▸ AIM
Pull out every line of the rows below that contains the string "pairs".

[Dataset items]
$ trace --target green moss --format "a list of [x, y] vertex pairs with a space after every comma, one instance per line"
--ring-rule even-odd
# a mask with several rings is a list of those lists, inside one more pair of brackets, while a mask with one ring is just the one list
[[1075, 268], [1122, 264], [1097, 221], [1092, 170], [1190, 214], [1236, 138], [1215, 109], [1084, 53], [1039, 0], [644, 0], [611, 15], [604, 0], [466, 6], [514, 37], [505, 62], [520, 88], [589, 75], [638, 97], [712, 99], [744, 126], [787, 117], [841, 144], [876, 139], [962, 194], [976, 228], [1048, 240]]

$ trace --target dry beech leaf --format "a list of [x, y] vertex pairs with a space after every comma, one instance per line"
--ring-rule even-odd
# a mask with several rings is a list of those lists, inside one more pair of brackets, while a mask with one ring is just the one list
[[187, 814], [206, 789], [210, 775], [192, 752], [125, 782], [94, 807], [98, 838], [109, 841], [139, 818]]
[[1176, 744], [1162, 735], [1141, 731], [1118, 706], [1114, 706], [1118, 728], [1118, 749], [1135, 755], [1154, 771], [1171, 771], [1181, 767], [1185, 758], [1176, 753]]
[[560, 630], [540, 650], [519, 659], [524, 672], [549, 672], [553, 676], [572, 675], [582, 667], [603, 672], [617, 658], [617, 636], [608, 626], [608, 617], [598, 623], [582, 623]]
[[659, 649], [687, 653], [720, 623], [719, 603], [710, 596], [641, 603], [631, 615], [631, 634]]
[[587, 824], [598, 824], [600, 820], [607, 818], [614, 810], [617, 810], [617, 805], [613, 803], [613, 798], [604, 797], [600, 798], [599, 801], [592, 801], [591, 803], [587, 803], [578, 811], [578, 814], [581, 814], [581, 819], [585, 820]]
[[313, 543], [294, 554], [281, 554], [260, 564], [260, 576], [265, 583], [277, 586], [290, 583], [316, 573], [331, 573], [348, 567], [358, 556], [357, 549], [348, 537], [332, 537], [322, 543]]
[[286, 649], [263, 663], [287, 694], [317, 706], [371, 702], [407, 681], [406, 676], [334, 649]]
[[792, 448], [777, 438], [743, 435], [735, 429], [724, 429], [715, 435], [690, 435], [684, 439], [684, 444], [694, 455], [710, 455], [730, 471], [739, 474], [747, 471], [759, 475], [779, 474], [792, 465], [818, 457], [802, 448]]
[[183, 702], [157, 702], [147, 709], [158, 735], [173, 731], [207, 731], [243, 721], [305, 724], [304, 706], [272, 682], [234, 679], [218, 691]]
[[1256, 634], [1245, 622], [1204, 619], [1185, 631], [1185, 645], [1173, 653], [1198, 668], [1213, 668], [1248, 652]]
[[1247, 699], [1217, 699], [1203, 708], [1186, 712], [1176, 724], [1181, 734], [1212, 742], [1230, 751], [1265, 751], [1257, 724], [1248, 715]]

▸ OUTPUT OF THE TASK
$ trace --target green moss --format "a list of [x, y] vertex pairs with a space after every comma, one instance per line"
$ trace --target dry beech leaf --format "a list of [x, y] vertex pairs with a space after every comma, one instance per line"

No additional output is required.